— start SUPPLIED DATA —

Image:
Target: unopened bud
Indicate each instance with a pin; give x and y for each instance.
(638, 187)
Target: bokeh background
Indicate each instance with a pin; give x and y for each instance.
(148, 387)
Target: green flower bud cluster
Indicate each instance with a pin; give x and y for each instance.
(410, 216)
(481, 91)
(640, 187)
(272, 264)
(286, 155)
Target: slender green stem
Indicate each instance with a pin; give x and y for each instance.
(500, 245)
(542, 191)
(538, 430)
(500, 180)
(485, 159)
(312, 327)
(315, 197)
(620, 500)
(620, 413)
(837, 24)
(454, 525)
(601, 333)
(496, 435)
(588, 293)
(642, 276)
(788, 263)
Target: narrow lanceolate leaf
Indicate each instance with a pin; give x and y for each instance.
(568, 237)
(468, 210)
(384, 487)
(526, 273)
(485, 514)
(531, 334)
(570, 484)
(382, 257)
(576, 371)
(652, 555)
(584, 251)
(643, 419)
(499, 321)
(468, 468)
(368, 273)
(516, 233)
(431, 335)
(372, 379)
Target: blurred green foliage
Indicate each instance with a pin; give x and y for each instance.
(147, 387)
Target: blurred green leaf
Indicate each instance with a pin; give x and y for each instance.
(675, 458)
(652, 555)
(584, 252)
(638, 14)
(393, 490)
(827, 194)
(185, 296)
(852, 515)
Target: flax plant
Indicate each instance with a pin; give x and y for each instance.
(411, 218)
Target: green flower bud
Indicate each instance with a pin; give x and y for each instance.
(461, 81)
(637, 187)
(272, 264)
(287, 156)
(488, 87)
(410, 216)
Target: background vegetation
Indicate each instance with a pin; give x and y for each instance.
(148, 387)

— end SUPPLIED DATA —
— start SUPPLIED DATA —

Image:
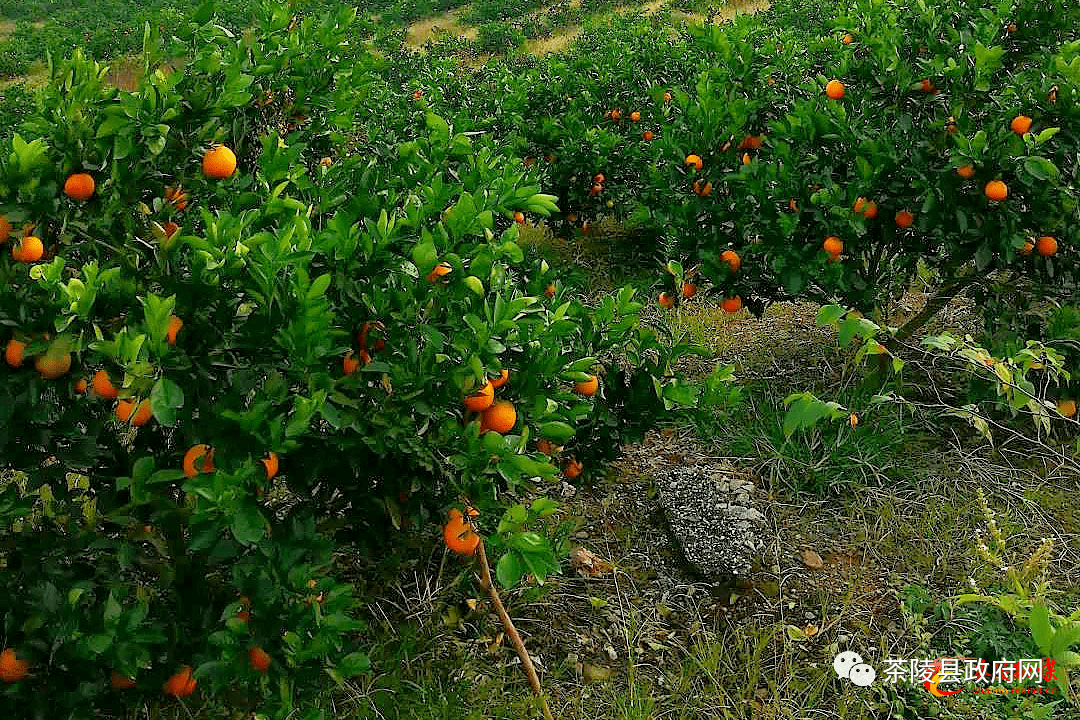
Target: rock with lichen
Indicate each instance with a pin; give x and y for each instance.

— end SUPPLIED DATA —

**DIRECTIONS FOR THIS TASK**
Count the lines in the material above that include the word "background" and reply with the number alone.

**FULL OUTPUT**
2